** begin **
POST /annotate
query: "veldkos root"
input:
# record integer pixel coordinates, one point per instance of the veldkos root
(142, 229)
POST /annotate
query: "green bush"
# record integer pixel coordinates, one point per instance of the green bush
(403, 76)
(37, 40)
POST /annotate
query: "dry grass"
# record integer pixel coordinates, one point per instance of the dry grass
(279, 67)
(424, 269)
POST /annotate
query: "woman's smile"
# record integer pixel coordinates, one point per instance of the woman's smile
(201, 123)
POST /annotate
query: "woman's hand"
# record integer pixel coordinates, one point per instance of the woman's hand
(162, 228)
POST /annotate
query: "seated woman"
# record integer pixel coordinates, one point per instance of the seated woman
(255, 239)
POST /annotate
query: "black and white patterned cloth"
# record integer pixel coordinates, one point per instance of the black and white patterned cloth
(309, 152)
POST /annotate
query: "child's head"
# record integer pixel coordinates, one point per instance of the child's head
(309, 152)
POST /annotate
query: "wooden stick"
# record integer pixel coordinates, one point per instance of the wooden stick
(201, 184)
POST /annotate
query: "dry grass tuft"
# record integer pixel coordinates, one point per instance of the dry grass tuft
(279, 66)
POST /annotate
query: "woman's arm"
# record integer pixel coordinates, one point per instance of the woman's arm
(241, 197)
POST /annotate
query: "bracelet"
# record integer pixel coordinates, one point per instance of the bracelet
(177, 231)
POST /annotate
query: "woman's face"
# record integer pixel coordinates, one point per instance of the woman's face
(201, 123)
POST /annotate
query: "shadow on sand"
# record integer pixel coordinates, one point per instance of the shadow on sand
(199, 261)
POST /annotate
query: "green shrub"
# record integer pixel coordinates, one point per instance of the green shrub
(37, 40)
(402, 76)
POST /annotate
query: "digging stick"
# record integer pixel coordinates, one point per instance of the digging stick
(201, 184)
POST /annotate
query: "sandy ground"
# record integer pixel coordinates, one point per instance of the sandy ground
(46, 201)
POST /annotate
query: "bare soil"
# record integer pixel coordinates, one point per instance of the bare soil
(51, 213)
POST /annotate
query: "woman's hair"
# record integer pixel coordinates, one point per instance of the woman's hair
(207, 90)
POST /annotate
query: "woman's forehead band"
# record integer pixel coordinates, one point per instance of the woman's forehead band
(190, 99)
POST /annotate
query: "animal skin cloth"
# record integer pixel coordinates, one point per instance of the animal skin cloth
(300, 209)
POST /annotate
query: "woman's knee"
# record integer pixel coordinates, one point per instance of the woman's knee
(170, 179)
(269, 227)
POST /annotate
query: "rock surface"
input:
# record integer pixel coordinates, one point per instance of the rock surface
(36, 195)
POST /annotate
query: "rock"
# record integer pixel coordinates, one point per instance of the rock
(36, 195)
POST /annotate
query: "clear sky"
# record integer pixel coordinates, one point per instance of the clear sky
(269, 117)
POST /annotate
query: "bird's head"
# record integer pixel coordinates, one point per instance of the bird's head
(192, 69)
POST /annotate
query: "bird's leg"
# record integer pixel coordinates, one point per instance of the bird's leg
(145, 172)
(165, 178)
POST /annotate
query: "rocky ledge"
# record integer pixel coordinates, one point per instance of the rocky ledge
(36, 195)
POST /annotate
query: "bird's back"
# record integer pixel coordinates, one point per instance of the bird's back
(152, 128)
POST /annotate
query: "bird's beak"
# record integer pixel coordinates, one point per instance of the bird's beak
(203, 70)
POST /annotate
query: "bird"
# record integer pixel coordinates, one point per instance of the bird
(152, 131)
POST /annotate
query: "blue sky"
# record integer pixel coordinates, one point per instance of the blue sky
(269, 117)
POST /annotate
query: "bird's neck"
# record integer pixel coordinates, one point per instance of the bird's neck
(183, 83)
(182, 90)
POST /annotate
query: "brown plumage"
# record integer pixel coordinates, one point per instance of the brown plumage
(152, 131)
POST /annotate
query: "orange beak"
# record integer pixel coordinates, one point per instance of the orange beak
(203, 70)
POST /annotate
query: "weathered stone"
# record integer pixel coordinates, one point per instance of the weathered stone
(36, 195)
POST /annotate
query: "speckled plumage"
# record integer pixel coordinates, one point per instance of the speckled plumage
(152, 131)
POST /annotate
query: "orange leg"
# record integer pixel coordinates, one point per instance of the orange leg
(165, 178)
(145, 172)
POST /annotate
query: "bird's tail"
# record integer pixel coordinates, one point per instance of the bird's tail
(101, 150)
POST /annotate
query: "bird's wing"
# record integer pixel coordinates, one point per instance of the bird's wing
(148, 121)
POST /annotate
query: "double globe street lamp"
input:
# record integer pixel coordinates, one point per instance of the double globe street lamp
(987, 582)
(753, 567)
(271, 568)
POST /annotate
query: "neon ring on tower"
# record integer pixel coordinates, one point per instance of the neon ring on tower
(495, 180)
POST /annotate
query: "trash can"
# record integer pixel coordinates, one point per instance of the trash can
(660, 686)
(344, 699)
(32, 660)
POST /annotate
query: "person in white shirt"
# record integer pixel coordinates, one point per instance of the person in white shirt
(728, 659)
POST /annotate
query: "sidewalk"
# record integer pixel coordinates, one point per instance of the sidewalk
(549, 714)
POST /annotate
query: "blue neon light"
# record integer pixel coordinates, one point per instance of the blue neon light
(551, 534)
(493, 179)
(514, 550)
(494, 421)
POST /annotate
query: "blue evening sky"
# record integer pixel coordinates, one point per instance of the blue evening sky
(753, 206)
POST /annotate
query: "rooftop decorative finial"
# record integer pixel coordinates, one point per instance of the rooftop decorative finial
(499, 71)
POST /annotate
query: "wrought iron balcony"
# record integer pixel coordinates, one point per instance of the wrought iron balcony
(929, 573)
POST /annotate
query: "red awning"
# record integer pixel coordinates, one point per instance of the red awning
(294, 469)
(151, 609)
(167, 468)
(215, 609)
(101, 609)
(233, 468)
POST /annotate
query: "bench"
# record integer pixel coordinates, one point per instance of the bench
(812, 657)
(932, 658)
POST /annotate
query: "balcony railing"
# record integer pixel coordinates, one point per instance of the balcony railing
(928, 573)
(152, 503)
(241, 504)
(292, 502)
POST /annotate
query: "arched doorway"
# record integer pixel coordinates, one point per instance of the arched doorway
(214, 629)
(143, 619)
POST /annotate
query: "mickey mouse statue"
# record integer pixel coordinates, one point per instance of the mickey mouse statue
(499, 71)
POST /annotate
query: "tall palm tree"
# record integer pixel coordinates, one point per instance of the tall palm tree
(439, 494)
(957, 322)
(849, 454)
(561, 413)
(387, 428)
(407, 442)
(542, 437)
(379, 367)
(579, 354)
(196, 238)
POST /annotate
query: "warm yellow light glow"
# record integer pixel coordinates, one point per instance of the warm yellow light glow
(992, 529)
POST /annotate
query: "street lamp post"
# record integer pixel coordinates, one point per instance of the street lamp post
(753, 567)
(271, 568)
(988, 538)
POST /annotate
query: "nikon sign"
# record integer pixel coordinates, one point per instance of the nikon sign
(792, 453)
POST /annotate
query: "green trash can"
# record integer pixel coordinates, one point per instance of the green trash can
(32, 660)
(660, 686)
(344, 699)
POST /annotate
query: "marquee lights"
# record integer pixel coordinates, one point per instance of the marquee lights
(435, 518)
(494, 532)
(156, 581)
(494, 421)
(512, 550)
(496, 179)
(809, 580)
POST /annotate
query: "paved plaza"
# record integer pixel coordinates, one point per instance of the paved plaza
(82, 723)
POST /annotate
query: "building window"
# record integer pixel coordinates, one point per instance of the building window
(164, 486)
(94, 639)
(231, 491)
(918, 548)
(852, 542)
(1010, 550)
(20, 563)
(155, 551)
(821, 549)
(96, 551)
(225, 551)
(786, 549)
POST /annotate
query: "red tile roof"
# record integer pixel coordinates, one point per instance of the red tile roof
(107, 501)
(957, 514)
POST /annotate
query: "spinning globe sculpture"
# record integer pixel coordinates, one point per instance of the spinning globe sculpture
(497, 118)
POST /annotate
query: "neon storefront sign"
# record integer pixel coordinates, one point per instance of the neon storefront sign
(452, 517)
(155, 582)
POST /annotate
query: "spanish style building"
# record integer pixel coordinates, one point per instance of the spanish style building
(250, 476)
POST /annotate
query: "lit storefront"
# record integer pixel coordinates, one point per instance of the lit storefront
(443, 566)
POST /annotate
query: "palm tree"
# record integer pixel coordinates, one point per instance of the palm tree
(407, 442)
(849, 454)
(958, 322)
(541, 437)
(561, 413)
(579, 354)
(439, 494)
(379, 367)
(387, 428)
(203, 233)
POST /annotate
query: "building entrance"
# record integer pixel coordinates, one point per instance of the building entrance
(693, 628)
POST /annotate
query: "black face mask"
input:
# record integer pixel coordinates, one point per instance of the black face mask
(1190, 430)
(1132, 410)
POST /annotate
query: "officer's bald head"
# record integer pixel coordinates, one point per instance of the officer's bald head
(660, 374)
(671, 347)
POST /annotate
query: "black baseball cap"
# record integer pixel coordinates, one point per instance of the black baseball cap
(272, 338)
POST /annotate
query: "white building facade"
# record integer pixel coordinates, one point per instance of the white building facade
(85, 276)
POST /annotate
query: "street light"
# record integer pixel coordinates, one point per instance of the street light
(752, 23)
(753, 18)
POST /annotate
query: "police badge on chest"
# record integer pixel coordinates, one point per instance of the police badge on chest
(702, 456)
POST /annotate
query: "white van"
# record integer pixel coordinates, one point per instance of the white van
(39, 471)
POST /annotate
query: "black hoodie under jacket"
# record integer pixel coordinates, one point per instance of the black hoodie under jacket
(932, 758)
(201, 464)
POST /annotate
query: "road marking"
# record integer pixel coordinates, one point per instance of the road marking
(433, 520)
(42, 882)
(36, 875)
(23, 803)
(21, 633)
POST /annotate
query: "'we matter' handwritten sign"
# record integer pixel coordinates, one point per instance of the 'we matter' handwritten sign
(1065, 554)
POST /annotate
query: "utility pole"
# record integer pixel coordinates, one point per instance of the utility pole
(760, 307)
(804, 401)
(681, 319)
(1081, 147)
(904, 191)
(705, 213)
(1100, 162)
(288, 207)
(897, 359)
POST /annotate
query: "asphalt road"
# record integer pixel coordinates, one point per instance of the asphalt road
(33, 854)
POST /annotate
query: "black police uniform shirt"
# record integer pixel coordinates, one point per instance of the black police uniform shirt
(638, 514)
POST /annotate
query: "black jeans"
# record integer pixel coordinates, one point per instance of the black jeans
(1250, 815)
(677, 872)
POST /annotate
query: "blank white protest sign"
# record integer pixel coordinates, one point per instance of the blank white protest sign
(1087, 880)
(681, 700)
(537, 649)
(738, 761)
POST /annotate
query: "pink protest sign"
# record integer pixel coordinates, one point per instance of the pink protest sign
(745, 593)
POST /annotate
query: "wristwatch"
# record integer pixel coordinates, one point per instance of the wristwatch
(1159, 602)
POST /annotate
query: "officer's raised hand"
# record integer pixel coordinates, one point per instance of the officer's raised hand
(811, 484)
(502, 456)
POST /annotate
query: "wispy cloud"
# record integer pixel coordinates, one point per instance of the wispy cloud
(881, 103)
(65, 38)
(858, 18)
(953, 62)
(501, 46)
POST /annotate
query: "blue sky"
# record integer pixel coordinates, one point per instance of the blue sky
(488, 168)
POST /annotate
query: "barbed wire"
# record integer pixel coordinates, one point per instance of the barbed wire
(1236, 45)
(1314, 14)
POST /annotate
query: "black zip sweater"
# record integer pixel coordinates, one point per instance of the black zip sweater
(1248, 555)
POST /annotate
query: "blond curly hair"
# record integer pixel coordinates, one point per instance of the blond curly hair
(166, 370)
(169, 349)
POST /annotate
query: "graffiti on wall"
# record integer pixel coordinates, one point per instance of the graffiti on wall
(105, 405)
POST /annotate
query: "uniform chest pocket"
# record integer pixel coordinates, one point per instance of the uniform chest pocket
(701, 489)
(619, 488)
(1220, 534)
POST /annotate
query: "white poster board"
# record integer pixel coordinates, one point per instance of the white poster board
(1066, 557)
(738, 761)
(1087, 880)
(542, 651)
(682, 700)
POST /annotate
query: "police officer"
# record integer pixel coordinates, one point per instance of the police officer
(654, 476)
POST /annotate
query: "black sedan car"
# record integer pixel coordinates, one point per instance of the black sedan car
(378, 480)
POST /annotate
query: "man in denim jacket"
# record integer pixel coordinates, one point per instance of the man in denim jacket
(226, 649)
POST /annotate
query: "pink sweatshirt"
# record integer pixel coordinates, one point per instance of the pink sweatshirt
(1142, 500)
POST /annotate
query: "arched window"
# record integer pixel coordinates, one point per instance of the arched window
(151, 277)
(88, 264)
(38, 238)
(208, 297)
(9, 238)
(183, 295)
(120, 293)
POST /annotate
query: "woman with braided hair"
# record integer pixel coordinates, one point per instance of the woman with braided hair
** end **
Exercise objective
Which lines in the records above contain the string "jeans"? Pick out each one and copy it.

Solved exercise
query: "black jeans"
# record integer pixel coordinates, one point per instance of the black jeans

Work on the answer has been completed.